» REQUIREMENTS
Copy every line of the items, starting at the line containing "Spot the snowy" and ending at the last line of the items. Shift each coordinate in the answers up by 70, and leave every number inside the items themselves unchanged.

-=-=-=-=-

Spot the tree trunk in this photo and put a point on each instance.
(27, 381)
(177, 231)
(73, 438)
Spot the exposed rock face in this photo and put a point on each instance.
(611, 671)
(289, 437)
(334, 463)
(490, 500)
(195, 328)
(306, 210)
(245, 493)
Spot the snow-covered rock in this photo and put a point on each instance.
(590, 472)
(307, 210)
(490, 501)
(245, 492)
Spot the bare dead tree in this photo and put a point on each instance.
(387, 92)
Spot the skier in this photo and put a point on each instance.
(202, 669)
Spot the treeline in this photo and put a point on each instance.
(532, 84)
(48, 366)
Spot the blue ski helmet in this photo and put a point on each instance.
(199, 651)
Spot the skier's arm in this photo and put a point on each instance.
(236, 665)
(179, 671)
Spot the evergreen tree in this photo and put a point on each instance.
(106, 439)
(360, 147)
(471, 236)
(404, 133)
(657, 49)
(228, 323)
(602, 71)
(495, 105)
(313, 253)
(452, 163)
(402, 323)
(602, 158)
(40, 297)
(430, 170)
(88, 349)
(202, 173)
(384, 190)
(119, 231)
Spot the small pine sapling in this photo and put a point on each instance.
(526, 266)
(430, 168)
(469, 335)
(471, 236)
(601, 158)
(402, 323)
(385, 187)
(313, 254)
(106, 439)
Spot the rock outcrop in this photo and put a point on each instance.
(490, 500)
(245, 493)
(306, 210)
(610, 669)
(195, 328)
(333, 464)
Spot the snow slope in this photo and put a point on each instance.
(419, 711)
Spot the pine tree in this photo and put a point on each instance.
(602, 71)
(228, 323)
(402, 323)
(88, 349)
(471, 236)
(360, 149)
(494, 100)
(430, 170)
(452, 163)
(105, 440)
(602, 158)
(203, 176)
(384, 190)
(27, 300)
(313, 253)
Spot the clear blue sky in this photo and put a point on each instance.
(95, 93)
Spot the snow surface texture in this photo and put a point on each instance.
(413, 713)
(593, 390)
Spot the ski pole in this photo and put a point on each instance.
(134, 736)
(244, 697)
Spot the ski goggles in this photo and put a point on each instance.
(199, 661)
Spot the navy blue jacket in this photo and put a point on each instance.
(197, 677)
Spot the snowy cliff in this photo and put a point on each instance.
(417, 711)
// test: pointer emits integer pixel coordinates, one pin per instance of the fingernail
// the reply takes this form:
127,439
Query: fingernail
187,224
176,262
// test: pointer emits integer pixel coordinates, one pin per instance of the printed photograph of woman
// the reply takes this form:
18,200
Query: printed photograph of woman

-=-=-=-=-

» RESULT
Spot the snowy cliff in this photo and put a point on each instance.
(487, 781)
// test: pointer emits integer pixel coordinates, one pin per instance of the fingernail
// the reply takes this form:
127,439
Query: fingernail
257,294
246,332
// test: pointer emits integer pixel coordinates, one pin per instance of the printed photograph of woman
// the reply takes this form:
18,200
Query: printed photograph of woman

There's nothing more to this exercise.